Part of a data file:
------------------------

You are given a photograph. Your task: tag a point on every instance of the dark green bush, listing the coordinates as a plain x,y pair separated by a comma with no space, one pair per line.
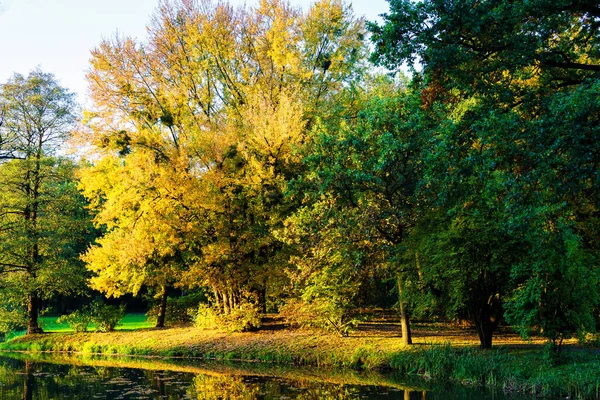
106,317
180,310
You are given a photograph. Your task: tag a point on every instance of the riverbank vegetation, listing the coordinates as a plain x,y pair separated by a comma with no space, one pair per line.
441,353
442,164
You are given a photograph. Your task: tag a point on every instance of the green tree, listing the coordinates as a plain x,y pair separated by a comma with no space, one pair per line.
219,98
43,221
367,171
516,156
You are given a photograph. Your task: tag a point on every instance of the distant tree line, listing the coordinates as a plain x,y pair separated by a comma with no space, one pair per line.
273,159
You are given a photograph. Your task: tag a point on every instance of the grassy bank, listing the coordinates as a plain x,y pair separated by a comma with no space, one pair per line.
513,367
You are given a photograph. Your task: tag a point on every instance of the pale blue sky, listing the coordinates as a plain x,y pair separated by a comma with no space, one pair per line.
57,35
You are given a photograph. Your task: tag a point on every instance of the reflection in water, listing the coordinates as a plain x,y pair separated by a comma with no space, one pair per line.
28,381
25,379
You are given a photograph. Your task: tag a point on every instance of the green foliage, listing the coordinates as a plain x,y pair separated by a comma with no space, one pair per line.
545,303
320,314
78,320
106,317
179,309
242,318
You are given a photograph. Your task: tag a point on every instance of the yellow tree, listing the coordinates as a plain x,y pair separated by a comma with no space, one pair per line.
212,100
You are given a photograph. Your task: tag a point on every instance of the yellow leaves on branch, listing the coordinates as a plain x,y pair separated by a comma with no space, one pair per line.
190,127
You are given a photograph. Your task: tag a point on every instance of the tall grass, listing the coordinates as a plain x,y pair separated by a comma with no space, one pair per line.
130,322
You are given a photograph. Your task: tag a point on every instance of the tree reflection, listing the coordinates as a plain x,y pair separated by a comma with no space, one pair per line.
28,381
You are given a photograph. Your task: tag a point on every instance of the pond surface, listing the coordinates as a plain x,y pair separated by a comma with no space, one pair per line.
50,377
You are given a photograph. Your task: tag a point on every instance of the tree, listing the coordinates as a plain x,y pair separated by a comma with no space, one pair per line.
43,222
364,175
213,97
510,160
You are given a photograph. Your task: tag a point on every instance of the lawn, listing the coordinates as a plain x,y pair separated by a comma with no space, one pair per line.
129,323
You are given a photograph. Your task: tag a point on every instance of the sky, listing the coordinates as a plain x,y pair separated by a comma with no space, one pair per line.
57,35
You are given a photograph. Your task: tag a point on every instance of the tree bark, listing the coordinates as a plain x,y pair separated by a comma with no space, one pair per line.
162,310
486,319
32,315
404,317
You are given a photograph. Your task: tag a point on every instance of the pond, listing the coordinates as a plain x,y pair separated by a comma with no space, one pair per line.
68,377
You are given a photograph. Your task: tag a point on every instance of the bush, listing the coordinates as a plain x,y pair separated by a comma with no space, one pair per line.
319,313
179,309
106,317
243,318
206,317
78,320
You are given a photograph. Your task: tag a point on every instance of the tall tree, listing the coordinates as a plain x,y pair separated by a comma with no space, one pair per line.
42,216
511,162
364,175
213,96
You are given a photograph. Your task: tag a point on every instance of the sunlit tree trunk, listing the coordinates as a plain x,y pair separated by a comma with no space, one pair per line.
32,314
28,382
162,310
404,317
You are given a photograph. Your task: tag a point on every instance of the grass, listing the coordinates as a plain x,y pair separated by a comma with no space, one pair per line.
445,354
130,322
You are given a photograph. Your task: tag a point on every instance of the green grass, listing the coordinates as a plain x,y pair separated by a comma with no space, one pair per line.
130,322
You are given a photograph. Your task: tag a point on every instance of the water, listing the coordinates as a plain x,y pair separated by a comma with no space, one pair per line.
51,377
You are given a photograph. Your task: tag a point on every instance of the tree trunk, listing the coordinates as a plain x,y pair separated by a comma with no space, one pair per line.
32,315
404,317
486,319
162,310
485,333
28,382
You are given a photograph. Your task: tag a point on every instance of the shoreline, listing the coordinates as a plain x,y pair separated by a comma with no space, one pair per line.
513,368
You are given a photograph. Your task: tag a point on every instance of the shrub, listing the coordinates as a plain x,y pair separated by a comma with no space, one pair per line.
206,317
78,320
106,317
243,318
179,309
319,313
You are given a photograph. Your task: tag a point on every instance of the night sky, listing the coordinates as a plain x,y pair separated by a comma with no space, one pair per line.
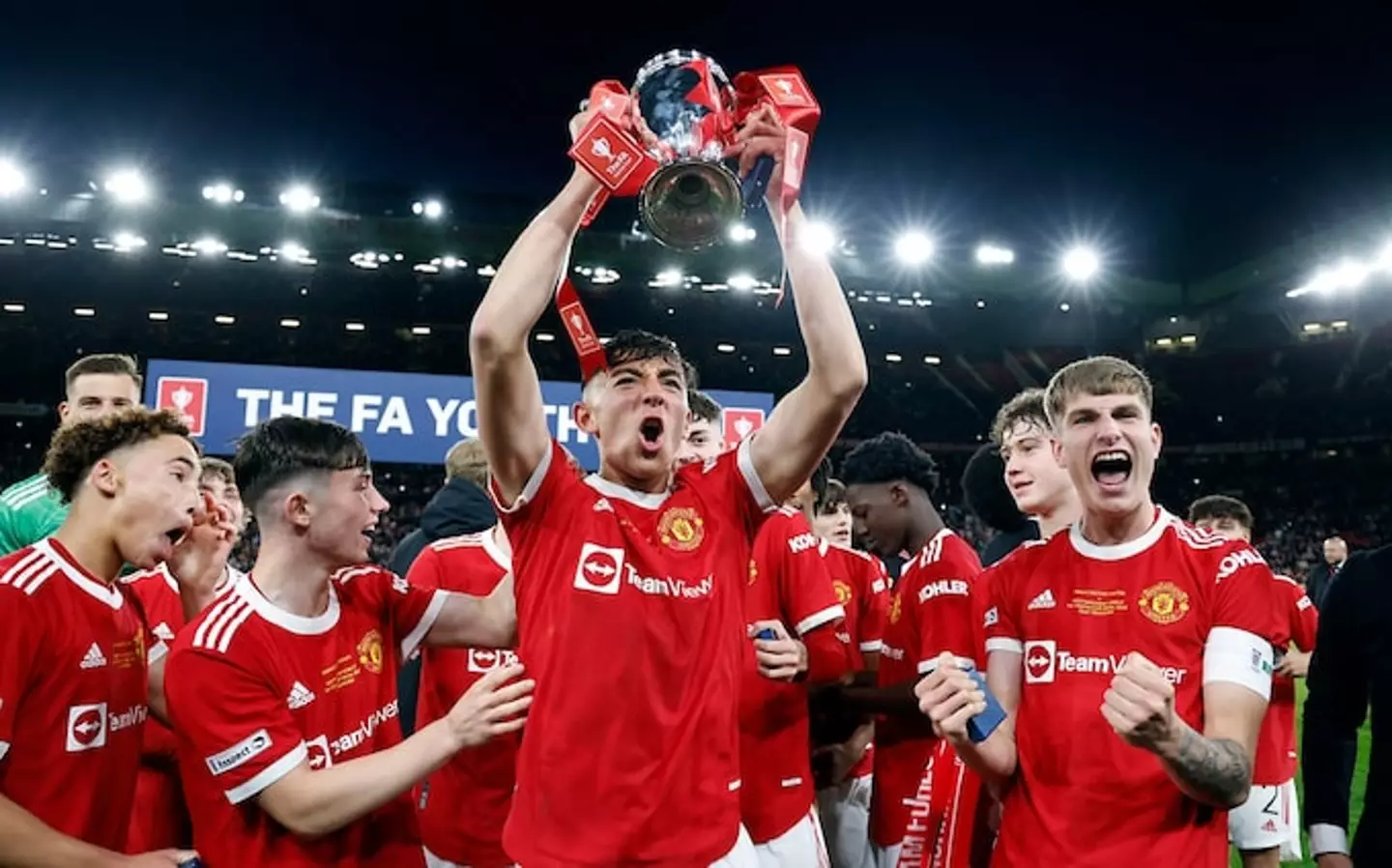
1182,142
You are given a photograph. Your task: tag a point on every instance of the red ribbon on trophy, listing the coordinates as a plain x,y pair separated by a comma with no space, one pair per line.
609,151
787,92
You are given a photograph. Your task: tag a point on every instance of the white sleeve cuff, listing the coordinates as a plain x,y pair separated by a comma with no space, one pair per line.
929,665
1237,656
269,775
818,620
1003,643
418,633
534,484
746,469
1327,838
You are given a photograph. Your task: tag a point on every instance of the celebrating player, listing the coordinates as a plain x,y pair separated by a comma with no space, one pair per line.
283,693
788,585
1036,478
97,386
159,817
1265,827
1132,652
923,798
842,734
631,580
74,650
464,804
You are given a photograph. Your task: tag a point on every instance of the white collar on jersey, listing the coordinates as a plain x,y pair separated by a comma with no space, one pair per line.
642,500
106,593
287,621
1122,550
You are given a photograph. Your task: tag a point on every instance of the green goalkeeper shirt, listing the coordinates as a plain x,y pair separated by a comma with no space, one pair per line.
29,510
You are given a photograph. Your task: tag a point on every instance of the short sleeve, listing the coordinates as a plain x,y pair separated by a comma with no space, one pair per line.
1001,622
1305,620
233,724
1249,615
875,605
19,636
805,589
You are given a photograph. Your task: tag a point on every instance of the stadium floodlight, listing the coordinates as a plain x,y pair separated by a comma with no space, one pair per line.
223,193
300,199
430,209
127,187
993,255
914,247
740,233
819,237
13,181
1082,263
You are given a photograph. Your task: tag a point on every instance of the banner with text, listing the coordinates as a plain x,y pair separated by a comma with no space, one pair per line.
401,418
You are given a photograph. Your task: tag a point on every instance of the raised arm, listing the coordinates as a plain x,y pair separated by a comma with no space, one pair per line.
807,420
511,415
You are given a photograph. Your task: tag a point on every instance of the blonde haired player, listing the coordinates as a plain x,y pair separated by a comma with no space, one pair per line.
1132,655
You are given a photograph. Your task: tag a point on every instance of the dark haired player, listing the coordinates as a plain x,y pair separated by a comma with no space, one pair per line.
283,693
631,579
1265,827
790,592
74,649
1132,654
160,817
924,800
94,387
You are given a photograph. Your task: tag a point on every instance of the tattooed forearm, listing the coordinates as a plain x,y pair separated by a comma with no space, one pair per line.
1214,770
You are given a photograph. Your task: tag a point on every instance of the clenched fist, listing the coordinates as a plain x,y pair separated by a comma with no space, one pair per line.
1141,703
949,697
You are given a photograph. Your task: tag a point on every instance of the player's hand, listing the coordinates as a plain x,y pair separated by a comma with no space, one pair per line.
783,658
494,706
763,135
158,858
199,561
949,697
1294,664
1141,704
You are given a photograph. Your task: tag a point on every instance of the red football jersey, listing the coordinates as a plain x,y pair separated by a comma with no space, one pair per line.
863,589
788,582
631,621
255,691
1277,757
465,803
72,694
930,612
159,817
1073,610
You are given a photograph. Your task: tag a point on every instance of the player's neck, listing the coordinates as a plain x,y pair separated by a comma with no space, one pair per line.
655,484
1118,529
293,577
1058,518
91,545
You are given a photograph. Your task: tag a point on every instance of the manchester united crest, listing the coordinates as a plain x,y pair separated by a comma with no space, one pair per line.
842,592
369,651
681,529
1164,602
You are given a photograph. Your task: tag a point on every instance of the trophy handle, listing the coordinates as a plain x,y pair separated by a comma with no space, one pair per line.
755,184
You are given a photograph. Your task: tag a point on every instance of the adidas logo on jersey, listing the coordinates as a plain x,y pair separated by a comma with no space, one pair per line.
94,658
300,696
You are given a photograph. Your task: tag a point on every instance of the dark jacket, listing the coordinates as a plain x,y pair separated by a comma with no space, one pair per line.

------------------------

» PROBLEM TO WORK ON:
Nothing but the lines from the line with "of the clenched" to the last line of the listing above should appear; please retype them exactly, both ends included.

» ANSWER FOR THE TASK:
You are given a photograph. Your task: tag a point on every instance of the clenched fist, listing the coordinates as a plain x,y pair separated by a comma with no space, one pair per line.
1141,703
949,697
You are given a photograph. Your task: tag a point on every instance of the player's hand, listing the coordinates as a plain x,y pair separated by a comma with no space, one pair per line.
783,658
494,706
763,135
158,858
199,561
949,697
1294,664
1141,704
You are given a photograph. Your task: tag a point on every instance of the red football jersey, listing the coordinates as a plain x,y pair separated by a comma with no space, one pair per line.
863,589
788,582
631,621
255,691
1277,757
465,803
72,694
930,612
159,817
1073,610
You are given a photograph. Your task: tag a point on every instance of the player's neck, listing the coordinates as a plain x,y pair separated by a comma with no space, one pair per line.
655,484
1118,529
293,577
1058,518
91,545
You are given a photograph. Your task: tag a point on every instance of the manchester united crest, listing the coordinates as a plain x,y pair separated by a comma with no space, one pair per line.
842,592
369,651
681,529
1164,602
You are given a photograph. Your task: tag a point on every instance of the trophy handle, listing the coordinates as a plain x,y pair separated by a comma with no space, one pair per line.
755,184
You are given a photograph. Your task: tag a point on every instance of the adidas logo on jersey, listing the coordinates as a plain x,y pair separated by a comma with no space, one pair per line.
94,658
300,696
You are given a photograph. Your task: tag a point on every instance of the dark jacket, listing the coordinates as a plain x,y pair separated by a comma with no space, one pair per line.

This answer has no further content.